* [Passage provided]:
BACKGROUND: Allergen-specific IgE antibodies are responsible for the pathogenesis of type I hypersensitivity. In patients with allergy, IgE titers can persist in the apparent absence of allergen for years. Seasonal allergen exposure triggers clinical symptoms and enhances allergen-specific IgE. Whether allergen-specific plasma cells originating from seasonal allergen exposures can survive and become long-lived is so far unclear.
OBJECTIVE: We analyzed the localization and lifetimes of allergen-specific IgE-secreting, IgA-secreting, and IgG(1)-secreting plasma cells after allergen inhalation in an ovalbumin-induced murine model of allergic asthma.
METHODS: Ovalbumin-specific IgG(1)-secreting, IgA-secreting, and IgE-secreting cells in lungs, spleen, and bone marrow were isolated and tested for antibody secretion by the ELISpot technique. Longevity of ovalbumin-specific plasma cells was determined by cyclophosphamide treatment, which depletes proliferating plasmablasts but leaves plasma cells untouched. Ovalbumin aerosol-induced infiltrates in lungs were localized by confocal microscopy.

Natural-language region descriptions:
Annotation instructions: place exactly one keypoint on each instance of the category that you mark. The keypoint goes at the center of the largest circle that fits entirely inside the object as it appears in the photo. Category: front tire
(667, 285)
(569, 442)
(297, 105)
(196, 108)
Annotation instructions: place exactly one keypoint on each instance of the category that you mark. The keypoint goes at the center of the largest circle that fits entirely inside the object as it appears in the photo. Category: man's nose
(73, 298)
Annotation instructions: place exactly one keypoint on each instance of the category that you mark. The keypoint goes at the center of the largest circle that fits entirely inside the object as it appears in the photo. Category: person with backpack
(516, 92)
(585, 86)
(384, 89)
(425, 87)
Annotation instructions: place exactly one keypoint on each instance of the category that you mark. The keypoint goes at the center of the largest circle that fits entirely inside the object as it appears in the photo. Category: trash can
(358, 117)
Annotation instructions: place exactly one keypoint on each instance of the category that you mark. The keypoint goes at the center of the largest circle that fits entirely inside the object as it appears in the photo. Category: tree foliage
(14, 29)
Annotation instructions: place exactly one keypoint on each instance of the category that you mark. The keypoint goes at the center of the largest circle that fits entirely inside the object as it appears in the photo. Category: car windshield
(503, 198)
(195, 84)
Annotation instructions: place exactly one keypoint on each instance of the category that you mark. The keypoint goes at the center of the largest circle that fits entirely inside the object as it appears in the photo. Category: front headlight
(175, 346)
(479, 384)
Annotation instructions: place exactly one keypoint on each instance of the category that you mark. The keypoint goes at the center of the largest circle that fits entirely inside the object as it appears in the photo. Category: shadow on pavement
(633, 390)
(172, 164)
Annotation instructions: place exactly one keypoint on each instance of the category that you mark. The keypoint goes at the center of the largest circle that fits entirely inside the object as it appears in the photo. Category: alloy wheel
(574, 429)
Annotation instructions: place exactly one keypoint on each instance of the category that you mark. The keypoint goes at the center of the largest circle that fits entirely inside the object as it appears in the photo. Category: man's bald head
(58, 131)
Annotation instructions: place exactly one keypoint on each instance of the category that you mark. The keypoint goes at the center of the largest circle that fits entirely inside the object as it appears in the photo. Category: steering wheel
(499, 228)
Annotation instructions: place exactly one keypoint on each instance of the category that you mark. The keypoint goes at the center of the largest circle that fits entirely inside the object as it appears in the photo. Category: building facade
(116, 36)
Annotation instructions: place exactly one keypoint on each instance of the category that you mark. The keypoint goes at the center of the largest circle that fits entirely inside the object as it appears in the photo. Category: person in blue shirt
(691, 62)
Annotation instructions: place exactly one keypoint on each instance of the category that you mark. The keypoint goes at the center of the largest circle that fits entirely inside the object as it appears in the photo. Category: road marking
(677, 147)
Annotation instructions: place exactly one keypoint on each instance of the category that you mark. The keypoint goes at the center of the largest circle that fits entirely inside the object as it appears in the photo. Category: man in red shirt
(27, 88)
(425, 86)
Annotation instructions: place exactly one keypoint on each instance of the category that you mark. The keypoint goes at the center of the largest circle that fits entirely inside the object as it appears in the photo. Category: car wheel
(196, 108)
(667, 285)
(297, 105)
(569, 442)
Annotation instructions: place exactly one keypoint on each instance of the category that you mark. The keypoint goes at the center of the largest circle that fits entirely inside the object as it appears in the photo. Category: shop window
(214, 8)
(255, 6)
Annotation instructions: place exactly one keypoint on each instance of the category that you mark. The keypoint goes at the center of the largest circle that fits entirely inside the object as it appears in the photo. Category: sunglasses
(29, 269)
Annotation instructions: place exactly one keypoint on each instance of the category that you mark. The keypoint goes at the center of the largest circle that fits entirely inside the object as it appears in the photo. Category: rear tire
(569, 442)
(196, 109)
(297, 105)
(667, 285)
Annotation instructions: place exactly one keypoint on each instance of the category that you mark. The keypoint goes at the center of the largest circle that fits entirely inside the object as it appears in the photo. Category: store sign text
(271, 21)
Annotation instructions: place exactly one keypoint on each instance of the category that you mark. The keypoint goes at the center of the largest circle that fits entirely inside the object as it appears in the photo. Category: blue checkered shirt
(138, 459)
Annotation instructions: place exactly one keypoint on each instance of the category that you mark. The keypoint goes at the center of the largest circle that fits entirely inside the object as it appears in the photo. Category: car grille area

* [Task]:
Copy verbatim the stretch of the abstract on allergen-specific plasma cells from "BACKGROUND: Allergen-specific IgE" through "of allergic asthma.".

* [Task answer]:
BACKGROUND: Allergen-specific IgE antibodies are responsible for the pathogenesis of type I hypersensitivity. In patients with allergy, IgE titers can persist in the apparent absence of allergen for years. Seasonal allergen exposure triggers clinical symptoms and enhances allergen-specific IgE. Whether allergen-specific plasma cells originating from seasonal allergen exposures can survive and become long-lived is so far unclear.
OBJECTIVE: We analyzed the localization and lifetimes of allergen-specific IgE-secreting, IgA-secreting, and IgG(1)-secreting plasma cells after allergen inhalation in an ovalbumin-induced murine model of allergic asthma.